=== Document passage ===
The RFC is still a "Proposed Standard" and that sentence is probably a
mistake.

Even applications that are _designed_ to use Tor like the Tor Browser don't
"implement the Tor protocol", tor implements the Tor protocol and other
applications use tor via SOCKS. Or not even that now that there are things
like torify.

The problem is there is a trade off between a) applications that know nothing
of Tor leaking the onion name lookups from people who actually need anonymity
into the public DNS when Tor is not installed or configured correctly, and b)
breaking things for people who want the widest variety of application support
via Tor, who aren't interested in anonymity and are only using it for e.g. NAT
traversal. (The Tor people like to encourage the second group because more
users improves overall anonymity.)
===
=== Set task A ===
Name each application or utility that the Tor passage mentions by name.
=== Set task B ===
According to the Tor passage, why do the Tor people encourage users who are not interested in anonymity?
=== Set task C ===
Extend the Tor passage with the next few sentences after its final one.
The material after this point is not needed for any of this work.
=== Dataset content ===
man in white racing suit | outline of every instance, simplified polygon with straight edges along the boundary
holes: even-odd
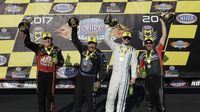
===
=== Task response A ===
Tor Browser, tor, torify

=== Task response B ===
More users improves overall anonymity.

=== Task response C ===
A possible solution is Tor providing a particular innocent name that will
resolve via Tor but not via public DNS, and then applications that can't
resolve that name should not try to resolve any other onion names, and DNS
caches like dnsmasq should by default return NXDOMAIN for that name without
forwarding the query.

------
avar
Relevant: A draft RFC for an X.alt tld, so in the future the next thing like
the next X.onion would be X.onion.alt instead, with X.oninon not expected to
change due to backwards compatibility: [https://tools.ietf.org/html/draft-
wkumari-dnsop-alt-tld-00](https://tools.ietf.org/html/draft-wkumari-dnsop-alt-
tld-00)

------
stretchwithme
I thought for sure that was going to be a TLD devoted to satire :-)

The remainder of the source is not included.